begin Data section

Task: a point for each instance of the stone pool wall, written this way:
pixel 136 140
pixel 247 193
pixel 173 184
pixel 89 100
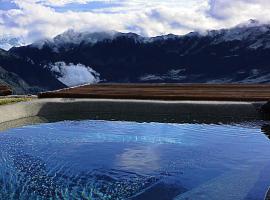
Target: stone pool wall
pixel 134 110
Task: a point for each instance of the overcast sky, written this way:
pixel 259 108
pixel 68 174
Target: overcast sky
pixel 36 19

end Data section
begin Data section

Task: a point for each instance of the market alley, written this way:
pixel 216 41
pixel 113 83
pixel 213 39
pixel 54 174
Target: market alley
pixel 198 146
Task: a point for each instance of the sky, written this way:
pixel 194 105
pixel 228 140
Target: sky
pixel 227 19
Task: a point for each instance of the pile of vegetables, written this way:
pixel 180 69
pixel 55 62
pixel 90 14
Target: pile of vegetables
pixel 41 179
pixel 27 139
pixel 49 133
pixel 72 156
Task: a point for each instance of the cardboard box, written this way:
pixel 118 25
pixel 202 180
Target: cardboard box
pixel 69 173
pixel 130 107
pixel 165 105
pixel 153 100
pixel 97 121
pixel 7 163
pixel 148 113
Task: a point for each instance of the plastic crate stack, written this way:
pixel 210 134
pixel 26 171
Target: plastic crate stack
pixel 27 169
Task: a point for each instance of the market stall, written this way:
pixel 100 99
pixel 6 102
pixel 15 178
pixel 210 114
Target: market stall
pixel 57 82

end Data section

● **Stated exercise**: Copy the lines of the records above word for word, from the line with "Task: a point for each instance of the sky, written" to the line with "pixel 72 156", both included.

● **The response**:
Task: a point for each instance of the sky, written this way:
pixel 194 105
pixel 228 140
Target: sky
pixel 227 19
Task: a point for each instance of the pile of vegetables, written this way:
pixel 180 69
pixel 55 62
pixel 90 14
Target: pile of vegetables
pixel 41 179
pixel 27 139
pixel 49 133
pixel 72 156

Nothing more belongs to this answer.